TEXTAUSZUG:
Ebenso kritisch sind sogenannte Historian-Systeme oder Gateways in Industrieanlagen, die OT-Systeme mit der Unternehmens-IT verbinden. Diese Systeme dienen – ähnlich wie medizinische IoT-Gateways – als Einstiegspunkte für Angreifer und ermöglichen laterale Bewegungen im Netzwerk. Ein aktuelles Beispiel aus dem Gesundheitswesen ist der Ransomware-Angriff auf den NHS-Zulieferer Synnovis im Jahr 2024, der diagnostische Dienste lahmlegte und zu massenhaften Terminabsagen führte.

Ob im Gesundheitswesen oder in der Industrie – das Risiko ist dasselbe: Wenn veraltete, exponierte Systeme kompromittiert werden, kann das lebensbedrohliche Konsequenzen haben.

AUFGABENSTELLUNG:
Beantworte die folgenden Fragen anhand des Textauszugs.
1. Welche Systeme verbinden in Industrieanlagen OT-Systeme mit der Unternehmens-IT?
2. Welches Unternehmen wurde im Jahr 2024 von einem Ransomware-Angriff getroffen?
3. Welche Folgen kann die Kompromittierung veralteter, exponierter Systeme haben?

ZU PRÜFENDE DATEN:
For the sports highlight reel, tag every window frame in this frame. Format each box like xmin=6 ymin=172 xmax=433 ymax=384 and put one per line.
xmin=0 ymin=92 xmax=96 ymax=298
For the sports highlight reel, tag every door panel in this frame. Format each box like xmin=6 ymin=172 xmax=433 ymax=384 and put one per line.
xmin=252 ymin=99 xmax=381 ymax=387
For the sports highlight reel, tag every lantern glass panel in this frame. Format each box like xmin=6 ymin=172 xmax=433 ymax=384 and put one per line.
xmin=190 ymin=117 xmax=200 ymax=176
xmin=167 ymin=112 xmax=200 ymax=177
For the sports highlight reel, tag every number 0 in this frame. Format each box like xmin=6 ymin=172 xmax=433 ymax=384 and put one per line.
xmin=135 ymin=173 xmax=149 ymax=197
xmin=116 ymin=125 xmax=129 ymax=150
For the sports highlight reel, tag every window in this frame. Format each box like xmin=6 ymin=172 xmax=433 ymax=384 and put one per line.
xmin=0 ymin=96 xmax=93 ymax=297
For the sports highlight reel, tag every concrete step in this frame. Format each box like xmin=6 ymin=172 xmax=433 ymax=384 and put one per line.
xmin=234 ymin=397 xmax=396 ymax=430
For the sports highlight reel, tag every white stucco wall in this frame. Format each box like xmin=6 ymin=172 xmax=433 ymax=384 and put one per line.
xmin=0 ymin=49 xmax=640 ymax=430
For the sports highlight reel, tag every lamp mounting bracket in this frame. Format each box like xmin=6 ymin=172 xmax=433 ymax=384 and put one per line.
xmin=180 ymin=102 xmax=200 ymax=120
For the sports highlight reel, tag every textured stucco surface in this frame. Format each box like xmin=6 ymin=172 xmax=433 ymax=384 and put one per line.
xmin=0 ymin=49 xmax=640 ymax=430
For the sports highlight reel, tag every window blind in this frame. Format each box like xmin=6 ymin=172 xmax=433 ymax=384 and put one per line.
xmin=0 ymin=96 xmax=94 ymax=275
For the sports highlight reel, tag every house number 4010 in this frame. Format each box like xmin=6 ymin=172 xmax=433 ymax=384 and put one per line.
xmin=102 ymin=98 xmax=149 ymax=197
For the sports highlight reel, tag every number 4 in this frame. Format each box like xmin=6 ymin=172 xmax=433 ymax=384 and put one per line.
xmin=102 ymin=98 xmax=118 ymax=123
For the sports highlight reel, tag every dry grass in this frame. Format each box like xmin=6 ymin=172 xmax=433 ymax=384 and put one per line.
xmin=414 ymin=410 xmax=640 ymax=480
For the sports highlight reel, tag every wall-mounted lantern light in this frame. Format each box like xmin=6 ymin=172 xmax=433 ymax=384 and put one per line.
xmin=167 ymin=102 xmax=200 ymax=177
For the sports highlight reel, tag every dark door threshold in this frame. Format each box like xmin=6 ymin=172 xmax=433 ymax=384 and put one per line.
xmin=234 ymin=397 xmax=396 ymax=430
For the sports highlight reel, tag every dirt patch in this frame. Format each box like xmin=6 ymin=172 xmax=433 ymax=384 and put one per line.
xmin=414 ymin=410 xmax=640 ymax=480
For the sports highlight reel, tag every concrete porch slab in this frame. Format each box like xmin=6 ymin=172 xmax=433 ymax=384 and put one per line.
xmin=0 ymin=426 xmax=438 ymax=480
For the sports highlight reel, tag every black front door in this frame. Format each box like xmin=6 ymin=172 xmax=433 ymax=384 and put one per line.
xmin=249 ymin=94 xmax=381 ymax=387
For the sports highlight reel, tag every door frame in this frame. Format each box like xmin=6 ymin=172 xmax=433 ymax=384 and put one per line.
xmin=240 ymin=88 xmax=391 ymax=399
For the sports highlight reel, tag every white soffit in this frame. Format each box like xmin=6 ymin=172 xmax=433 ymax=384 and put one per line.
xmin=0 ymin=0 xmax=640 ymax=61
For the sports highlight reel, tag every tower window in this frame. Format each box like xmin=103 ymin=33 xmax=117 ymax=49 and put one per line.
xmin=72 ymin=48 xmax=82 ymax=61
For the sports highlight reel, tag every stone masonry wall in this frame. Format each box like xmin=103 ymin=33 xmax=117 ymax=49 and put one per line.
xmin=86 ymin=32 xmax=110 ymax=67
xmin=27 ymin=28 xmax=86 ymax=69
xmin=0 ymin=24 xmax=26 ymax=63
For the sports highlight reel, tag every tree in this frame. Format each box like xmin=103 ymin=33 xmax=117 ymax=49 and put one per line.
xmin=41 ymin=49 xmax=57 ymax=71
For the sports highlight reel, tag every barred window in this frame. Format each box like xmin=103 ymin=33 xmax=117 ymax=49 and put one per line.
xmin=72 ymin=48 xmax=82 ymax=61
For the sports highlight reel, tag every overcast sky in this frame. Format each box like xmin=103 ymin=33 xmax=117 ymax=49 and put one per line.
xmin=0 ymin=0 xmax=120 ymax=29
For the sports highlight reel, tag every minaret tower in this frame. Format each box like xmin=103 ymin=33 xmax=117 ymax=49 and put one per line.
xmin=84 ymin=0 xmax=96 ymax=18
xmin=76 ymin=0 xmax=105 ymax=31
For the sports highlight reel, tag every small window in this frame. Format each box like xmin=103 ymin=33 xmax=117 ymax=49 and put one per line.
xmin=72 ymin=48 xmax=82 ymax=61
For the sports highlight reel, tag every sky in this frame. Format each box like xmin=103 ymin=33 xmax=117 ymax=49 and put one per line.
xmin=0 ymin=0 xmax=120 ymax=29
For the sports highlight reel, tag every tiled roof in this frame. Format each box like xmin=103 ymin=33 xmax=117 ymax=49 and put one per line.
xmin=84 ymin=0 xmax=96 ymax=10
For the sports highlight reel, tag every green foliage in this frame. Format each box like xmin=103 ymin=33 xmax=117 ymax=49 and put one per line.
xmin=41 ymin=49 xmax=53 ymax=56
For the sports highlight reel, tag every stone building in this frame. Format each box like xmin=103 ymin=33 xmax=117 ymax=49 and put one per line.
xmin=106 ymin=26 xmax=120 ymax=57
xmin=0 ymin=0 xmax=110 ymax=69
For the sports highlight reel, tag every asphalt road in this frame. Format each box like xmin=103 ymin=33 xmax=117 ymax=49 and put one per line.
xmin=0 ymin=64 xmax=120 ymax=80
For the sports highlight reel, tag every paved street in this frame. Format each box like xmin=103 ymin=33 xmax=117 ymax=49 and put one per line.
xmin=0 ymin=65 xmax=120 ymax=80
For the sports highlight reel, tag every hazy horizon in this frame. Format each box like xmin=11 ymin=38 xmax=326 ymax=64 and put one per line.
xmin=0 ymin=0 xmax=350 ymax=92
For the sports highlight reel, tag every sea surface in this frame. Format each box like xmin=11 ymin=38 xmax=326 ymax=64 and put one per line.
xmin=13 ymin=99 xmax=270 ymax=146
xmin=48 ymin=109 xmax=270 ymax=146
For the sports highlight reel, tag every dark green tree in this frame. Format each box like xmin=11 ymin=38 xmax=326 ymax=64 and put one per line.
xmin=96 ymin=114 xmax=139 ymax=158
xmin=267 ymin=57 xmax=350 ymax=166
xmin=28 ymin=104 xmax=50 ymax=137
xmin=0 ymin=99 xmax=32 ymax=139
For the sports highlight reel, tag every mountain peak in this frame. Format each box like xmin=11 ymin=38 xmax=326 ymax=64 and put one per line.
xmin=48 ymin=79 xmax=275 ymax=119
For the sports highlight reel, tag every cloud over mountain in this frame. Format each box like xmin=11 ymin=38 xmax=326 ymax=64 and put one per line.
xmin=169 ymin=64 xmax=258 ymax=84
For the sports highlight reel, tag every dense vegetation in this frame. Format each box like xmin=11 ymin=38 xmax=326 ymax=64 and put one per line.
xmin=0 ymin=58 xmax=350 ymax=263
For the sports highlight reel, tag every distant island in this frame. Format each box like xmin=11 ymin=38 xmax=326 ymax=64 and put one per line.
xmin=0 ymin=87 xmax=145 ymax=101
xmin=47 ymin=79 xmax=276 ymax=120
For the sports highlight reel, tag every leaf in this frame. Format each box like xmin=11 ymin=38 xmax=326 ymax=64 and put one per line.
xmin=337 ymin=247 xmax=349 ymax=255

LÖSUNG:
1. Historian-Systeme oder Gateways
2. Der NHS-Zulieferer Synnovis
3. Lebensbedrohliche Konsequenzen